Start of Input data
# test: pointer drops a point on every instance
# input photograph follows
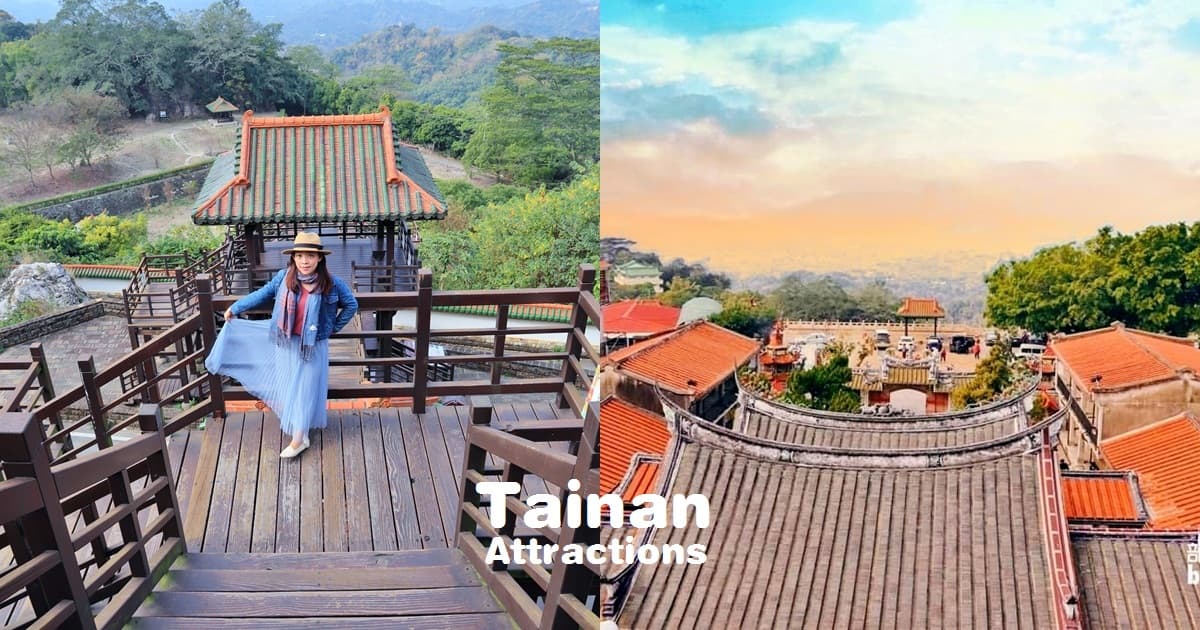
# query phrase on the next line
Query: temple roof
(691, 360)
(807, 544)
(1123, 358)
(318, 168)
(1165, 456)
(1137, 580)
(767, 426)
End of Input data
> Aim
Scale the material above by writing every line out again, with each point coordinate multiplied by 2.4 and rounded to a whole number (halves round up). Leave out the picture.

> Answer for this exercise
# test: pointer drops a point on every instance
# input photograph follows
# query phrase on the next line
Query: temple roof
(1658, 864)
(1937, 1306)
(2695, 859)
(763, 403)
(2796, 1094)
(2729, 1392)
(1841, 1022)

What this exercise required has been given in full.